GIVEN INFORMATION: Begin
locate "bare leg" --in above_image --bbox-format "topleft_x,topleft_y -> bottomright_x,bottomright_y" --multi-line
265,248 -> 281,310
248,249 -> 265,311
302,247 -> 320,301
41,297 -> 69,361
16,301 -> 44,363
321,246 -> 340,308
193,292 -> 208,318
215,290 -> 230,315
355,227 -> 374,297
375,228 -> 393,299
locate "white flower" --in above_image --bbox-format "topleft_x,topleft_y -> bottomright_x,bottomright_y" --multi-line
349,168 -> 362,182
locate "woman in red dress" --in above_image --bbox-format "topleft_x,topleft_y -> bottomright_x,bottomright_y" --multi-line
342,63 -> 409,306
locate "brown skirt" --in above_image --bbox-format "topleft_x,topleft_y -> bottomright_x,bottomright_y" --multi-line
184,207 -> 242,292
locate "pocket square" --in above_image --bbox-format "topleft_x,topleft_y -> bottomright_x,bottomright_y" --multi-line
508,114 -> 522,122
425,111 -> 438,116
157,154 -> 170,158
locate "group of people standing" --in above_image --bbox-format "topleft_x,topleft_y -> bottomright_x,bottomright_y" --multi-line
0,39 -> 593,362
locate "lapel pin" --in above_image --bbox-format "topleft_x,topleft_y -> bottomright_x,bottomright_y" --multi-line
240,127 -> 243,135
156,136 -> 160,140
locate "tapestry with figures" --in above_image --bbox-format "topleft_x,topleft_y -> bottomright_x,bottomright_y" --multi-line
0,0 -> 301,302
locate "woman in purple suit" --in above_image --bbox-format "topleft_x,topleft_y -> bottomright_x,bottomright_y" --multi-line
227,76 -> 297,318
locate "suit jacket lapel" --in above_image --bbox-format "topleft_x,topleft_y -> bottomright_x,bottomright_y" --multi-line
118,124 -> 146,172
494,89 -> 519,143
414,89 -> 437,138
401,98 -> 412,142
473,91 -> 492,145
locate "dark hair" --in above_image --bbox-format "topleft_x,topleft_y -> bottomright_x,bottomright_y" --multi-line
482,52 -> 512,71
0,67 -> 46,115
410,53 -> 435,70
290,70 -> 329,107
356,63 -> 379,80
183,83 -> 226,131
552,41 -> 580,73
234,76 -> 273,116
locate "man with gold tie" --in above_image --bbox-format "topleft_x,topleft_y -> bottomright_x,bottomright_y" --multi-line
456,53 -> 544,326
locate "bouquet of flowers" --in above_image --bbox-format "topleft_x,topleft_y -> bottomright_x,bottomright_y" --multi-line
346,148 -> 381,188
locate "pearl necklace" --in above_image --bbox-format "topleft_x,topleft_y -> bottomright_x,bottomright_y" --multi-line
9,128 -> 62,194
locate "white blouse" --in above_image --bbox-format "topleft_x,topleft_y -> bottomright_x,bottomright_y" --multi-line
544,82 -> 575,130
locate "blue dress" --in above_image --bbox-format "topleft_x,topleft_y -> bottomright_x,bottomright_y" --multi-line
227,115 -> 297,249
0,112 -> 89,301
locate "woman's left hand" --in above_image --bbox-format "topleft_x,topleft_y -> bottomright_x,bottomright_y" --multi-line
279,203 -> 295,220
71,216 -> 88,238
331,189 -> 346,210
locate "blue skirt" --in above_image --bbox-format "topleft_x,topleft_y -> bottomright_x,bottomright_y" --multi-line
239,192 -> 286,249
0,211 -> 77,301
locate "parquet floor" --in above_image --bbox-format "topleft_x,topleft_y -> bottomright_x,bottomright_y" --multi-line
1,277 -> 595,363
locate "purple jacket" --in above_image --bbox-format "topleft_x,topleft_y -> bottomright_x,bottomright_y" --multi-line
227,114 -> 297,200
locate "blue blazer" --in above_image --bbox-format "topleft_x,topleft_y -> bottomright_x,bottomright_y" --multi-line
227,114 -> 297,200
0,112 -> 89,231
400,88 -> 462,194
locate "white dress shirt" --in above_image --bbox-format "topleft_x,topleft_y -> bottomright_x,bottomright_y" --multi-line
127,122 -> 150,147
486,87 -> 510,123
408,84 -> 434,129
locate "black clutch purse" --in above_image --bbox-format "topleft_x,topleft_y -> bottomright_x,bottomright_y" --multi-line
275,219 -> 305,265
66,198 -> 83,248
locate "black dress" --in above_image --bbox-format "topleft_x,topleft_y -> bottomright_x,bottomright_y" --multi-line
GIVEN INFORMATION: End
__TRY IT__. Exact copies of every record above are required.

__ANSWER TO THIS EXERCISE__.
locate "bare leg" --in above_image --bbox-format "topleft_x,topleft_y -> bottomright_x,bottomright_y" --multi-line
265,248 -> 281,310
248,249 -> 265,311
302,247 -> 320,301
41,297 -> 69,361
16,301 -> 44,363
321,246 -> 340,308
193,292 -> 208,318
215,290 -> 230,315
355,227 -> 374,297
375,228 -> 393,299
locate "white flower" --in above_image --bbox-format "topleft_x,topleft_y -> bottomright_x,bottomright_y" --multi-line
349,168 -> 362,182
locate "woman in red dress" --in above_image --bbox-format "topleft_x,topleft_y -> bottomright_x,bottomright_y" --multi-line
342,63 -> 409,306
locate "brown skirt" --in above_image --bbox-format "topleft_x,topleft_y -> bottomright_x,bottomright_y" --multi-line
184,207 -> 242,292
locate "pocket square" --in above_image --bbox-format "topleft_x,topleft_y -> bottomright_x,bottomright_y" --multi-line
508,114 -> 522,122
425,111 -> 438,116
157,154 -> 170,158
locate "group of people standing" --in above_image --bbox-format "topleft_x,topleft_y -> bottomright_x,bottomright_y" --multi-line
0,39 -> 593,362
locate "lapel pin" --in above_image --bbox-format "topleft_x,topleft_y -> bottomright_x,bottomright_y" --multi-line
240,127 -> 243,135
156,136 -> 160,140
locate "tapestry with figures" --in above_image --bbox-format "topleft_x,topleft_y -> bottomright_x,bottomright_y" --multi-line
0,0 -> 301,302
locate "woman in purple suit" --in above_image --bbox-format "topleft_x,topleft_y -> bottomright_x,bottomright_y" --multi-line
227,76 -> 297,318
locate "suit jacket lapel" --in above_image --bbox-format "topleft_x,topleft_y -> bottomright_x,bottomright_y" --multi-line
118,124 -> 146,172
494,89 -> 519,143
414,89 -> 437,138
401,98 -> 412,142
473,91 -> 492,145
locate "dark hair" --in above_image --bbox-format "topleft_x,topleft_y -> bottomright_x,bottomright_y" --multi-line
482,52 -> 512,71
0,67 -> 46,115
410,53 -> 435,70
290,70 -> 329,107
356,63 -> 379,80
183,83 -> 226,131
552,41 -> 580,73
234,76 -> 273,116
locate "man with gold tie" --in above_image --bbox-format "topleft_x,topleft_y -> bottomright_x,bottomright_y" --multi-line
456,53 -> 544,326
locate "bouquet of flowers" --in above_image --bbox-format "topleft_x,topleft_y -> bottomright_x,bottomright_y" --multi-line
346,148 -> 381,188
locate "pearl necklace" --in above_image --bbox-format "topleft_x,topleft_y -> bottomright_x,bottomright_y" --multi-line
9,128 -> 62,194
locate "white blouse" --in above_image --bbox-format "topleft_x,topleft_y -> bottomright_x,bottomright_y" --multi-line
544,82 -> 575,130
locate "blue dress" --in above_image --bbox-format "topleft_x,topleft_y -> bottomright_x,bottomright_y" --multi-line
227,115 -> 297,249
0,112 -> 89,301
locate "woman's left hand" --in above_image --bbox-format "topleft_x,topleft_y -> bottomright_x,bottomright_y" --multi-line
279,203 -> 295,220
71,216 -> 88,238
331,189 -> 346,210
locate "blue skirt" --in above_image --bbox-format "topleft_x,topleft_y -> bottomright_x,bottomright_y" --multi-line
239,192 -> 286,249
0,211 -> 77,301
locate "parquet floor" --in above_image --bbox-format "topleft_x,topleft_y -> bottomright_x,bottomright_y" --multi-line
1,277 -> 595,363
locate "purple jacket" --in above_image --bbox-format "topleft_x,topleft_y -> bottomright_x,bottomright_y" --multi-line
227,114 -> 297,200
locate "blue blazer" --in above_image --bbox-format "topleft_x,topleft_y -> bottomright_x,bottomright_y" --multi-line
227,114 -> 297,200
0,112 -> 89,231
400,88 -> 462,194
locate "white dress shirt" --in above_image --bbox-format "topleft_x,topleft_y -> bottomright_x,bottomright_y" --multi-line
127,122 -> 150,147
486,87 -> 510,123
408,84 -> 434,129
locate "black clutch purse" --in above_image --bbox-format "topleft_x,topleft_y -> bottomright_x,bottomright_y" --multi-line
275,219 -> 305,265
66,198 -> 83,248
locate "black dress" --in above_image --bbox-format "topleft_x,topleft_y -> bottomright_x,bottomright_y" --multi-line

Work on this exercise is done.